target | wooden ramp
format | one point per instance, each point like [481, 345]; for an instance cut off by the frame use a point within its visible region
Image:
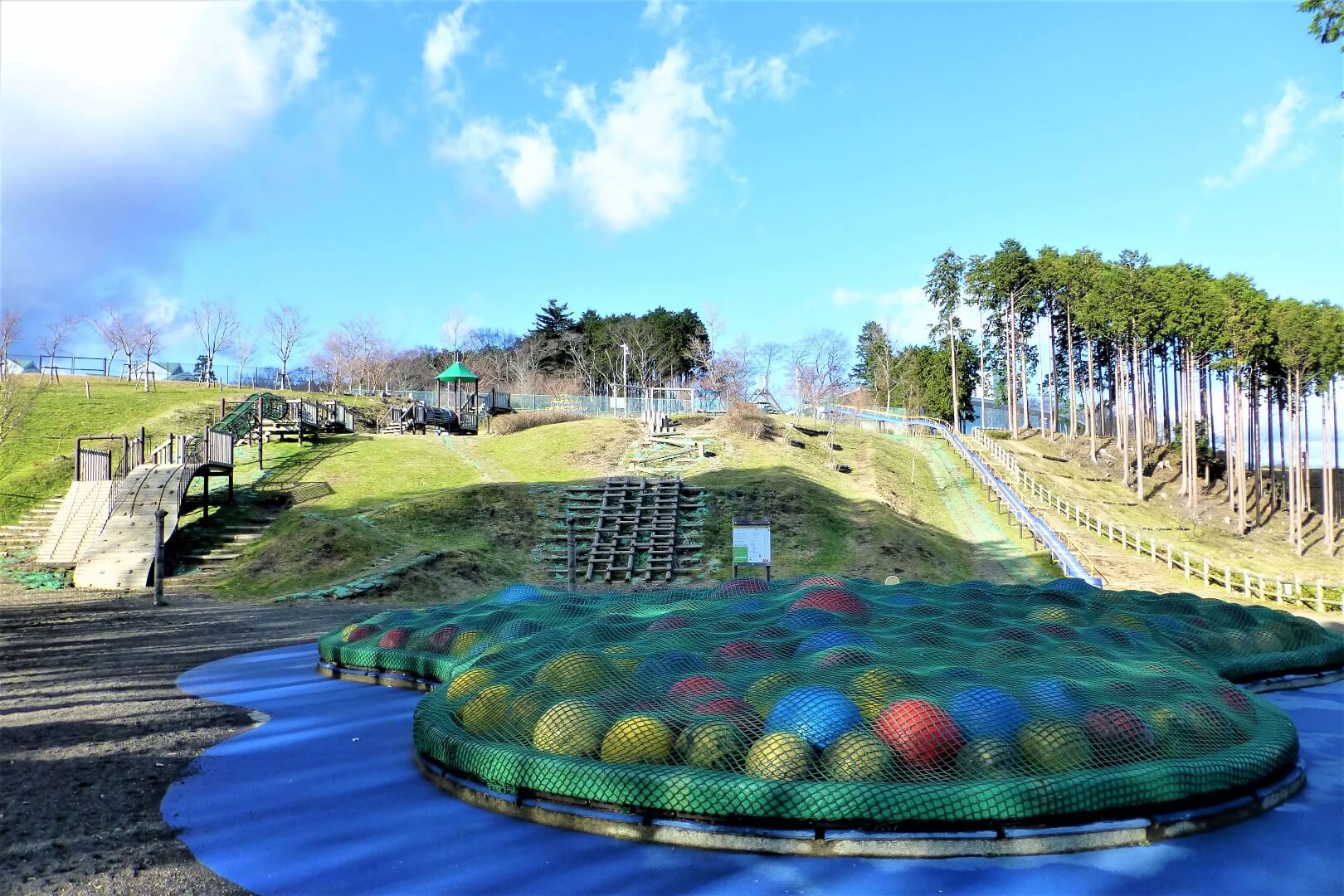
[78, 520]
[123, 553]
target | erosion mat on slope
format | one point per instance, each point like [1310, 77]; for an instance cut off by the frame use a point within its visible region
[824, 702]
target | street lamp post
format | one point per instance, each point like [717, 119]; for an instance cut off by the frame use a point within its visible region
[626, 382]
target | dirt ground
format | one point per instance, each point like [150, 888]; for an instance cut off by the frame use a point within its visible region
[93, 730]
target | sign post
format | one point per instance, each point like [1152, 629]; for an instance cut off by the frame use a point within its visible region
[752, 544]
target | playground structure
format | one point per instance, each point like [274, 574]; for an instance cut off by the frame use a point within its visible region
[832, 716]
[463, 416]
[106, 522]
[631, 528]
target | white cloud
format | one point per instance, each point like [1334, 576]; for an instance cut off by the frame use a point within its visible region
[527, 162]
[903, 312]
[450, 38]
[665, 15]
[114, 117]
[645, 144]
[1276, 129]
[813, 37]
[1333, 112]
[752, 77]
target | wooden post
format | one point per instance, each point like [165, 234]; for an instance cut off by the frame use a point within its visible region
[260, 440]
[158, 557]
[572, 568]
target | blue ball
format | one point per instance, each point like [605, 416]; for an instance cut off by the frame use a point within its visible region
[518, 592]
[817, 715]
[659, 670]
[828, 638]
[1053, 696]
[986, 712]
[806, 618]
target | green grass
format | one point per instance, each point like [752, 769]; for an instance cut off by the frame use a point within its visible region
[37, 460]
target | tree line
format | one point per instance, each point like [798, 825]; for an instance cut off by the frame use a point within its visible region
[1135, 349]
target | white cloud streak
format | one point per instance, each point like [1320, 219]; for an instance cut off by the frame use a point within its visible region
[1277, 125]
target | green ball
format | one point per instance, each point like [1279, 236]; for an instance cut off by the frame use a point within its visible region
[990, 758]
[1054, 746]
[714, 743]
[856, 755]
[570, 728]
[574, 674]
[637, 739]
[780, 757]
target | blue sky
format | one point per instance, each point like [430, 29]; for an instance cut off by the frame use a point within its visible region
[796, 165]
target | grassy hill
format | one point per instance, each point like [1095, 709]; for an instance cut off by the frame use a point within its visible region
[37, 458]
[488, 503]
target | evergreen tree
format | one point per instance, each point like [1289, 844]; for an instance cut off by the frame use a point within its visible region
[553, 321]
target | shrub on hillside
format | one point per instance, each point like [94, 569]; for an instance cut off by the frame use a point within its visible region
[746, 419]
[520, 421]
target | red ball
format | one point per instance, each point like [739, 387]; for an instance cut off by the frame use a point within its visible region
[919, 733]
[1235, 699]
[1118, 735]
[441, 637]
[743, 650]
[696, 687]
[832, 601]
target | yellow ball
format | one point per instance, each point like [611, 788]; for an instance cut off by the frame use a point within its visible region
[637, 739]
[468, 683]
[780, 757]
[487, 709]
[524, 712]
[869, 707]
[622, 661]
[856, 755]
[762, 694]
[570, 728]
[464, 641]
[574, 674]
[879, 684]
[714, 743]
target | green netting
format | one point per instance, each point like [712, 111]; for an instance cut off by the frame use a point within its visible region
[244, 416]
[839, 702]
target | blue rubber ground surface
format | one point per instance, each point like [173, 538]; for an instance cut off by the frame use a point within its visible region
[324, 800]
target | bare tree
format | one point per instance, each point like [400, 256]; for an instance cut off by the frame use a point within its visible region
[217, 324]
[10, 324]
[108, 327]
[821, 368]
[245, 345]
[51, 343]
[288, 329]
[149, 338]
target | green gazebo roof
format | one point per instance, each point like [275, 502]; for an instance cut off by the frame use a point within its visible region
[457, 373]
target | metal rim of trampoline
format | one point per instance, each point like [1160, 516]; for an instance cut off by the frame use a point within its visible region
[862, 844]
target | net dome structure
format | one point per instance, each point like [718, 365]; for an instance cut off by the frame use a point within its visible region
[824, 702]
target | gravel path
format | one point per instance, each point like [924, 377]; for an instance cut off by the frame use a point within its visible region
[93, 730]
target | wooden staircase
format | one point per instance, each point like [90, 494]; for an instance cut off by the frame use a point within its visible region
[77, 523]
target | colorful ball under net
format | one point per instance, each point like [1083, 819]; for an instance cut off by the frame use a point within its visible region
[827, 702]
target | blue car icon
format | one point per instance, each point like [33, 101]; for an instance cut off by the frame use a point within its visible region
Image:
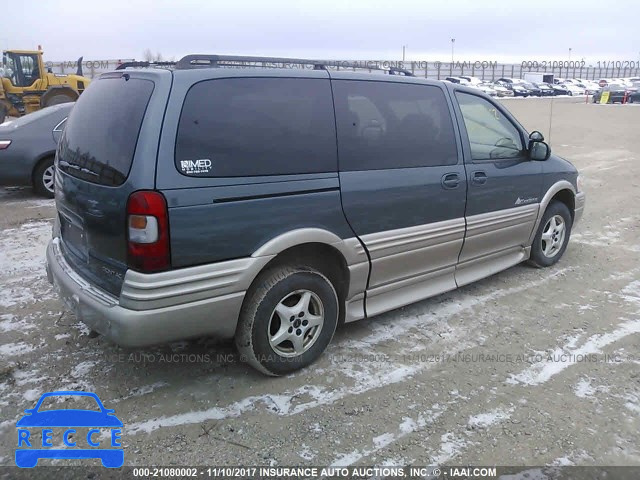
[29, 449]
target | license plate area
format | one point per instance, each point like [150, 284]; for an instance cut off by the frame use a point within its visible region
[74, 236]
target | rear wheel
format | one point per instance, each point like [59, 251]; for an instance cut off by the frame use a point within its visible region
[552, 236]
[287, 320]
[43, 178]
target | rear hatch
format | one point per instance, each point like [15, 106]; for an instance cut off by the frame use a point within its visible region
[107, 151]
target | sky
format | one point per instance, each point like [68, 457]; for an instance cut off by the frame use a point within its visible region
[504, 31]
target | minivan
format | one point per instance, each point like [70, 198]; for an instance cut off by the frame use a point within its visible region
[271, 205]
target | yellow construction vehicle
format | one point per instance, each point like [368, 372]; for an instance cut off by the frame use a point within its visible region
[26, 86]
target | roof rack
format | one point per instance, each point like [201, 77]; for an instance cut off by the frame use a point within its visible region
[135, 64]
[212, 61]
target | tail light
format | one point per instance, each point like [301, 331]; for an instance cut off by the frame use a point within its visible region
[148, 232]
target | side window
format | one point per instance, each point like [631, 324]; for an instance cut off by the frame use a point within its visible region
[384, 125]
[257, 126]
[491, 135]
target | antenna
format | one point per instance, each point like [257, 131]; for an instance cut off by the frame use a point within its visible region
[550, 120]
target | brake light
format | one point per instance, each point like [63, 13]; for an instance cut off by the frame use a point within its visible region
[148, 232]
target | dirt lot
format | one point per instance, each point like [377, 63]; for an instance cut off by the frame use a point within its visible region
[528, 367]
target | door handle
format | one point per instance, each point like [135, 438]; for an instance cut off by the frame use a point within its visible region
[479, 178]
[450, 180]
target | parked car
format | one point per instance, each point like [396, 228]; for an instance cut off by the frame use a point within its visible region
[28, 146]
[560, 89]
[573, 89]
[487, 88]
[501, 91]
[531, 88]
[233, 235]
[545, 89]
[589, 87]
[475, 82]
[518, 90]
[634, 96]
[616, 91]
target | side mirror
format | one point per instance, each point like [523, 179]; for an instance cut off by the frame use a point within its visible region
[536, 136]
[539, 151]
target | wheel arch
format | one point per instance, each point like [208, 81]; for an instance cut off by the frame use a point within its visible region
[344, 262]
[563, 191]
[38, 161]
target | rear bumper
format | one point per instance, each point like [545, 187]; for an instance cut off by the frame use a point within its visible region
[160, 313]
[579, 209]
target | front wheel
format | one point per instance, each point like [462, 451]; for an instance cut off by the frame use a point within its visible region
[552, 236]
[287, 320]
[43, 178]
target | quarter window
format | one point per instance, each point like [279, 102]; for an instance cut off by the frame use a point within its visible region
[385, 125]
[491, 135]
[257, 126]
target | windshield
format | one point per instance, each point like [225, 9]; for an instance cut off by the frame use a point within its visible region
[63, 402]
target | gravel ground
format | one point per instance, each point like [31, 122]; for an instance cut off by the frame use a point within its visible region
[527, 367]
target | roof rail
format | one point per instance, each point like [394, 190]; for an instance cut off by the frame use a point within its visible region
[211, 61]
[135, 64]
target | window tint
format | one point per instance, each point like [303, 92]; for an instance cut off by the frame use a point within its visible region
[257, 126]
[491, 135]
[384, 125]
[101, 133]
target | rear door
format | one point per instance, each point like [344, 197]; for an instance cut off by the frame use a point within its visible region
[403, 186]
[504, 188]
[108, 150]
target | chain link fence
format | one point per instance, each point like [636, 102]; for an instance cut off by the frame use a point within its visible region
[485, 70]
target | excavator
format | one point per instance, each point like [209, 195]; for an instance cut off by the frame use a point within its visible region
[25, 85]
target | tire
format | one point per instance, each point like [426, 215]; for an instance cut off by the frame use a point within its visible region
[551, 241]
[43, 177]
[303, 295]
[58, 99]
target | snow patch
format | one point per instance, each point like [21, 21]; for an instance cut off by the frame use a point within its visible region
[564, 357]
[484, 420]
[305, 453]
[82, 369]
[32, 395]
[15, 349]
[450, 446]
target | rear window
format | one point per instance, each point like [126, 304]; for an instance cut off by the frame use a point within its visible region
[257, 126]
[101, 134]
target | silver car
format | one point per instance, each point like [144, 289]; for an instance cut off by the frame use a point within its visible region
[28, 146]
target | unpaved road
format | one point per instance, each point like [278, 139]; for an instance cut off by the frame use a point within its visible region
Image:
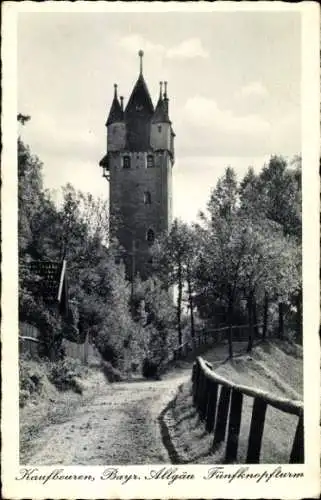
[119, 426]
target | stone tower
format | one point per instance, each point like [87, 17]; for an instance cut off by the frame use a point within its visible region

* * * * * * *

__SET TASK__:
Output nothing but the lines from the line with "target | excavator" through the last line of the material above, please, word for word and without the pictures.

__ANSWER TO THE EXERCISE__:
target | excavator
format | one point per instance, each point like [209, 195]; for an instance cut off by the frame use a point within its visible region
[25, 85]
target | tire
format | one point per instance, each point like [426, 215]; for an instance cut off by the frame use a point within its visible region
[551, 241]
[43, 177]
[303, 295]
[58, 99]
target | snow patch
format | one point per instance, each point like [21, 21]; for an instance cut off by the frame use a point within its visible region
[564, 357]
[484, 420]
[305, 453]
[82, 369]
[32, 395]
[15, 349]
[450, 446]
target | rear window
format | one point per instance, each point like [126, 304]; for an instance cut off by the frame use a point within its visible region
[257, 126]
[101, 134]
target | silver car
format | one point per instance, each point like [144, 289]; for an instance cut off by the frame use a point within its visible region
[28, 146]
target | unpaved road
format | one point per instance, each point like [278, 139]; for an instance cut off by the frame use a point within its visible region
Image:
[119, 426]
target | stone tower
format | one point per instance, each point like [87, 17]; for an instance cut off by the frame use a point within its visible region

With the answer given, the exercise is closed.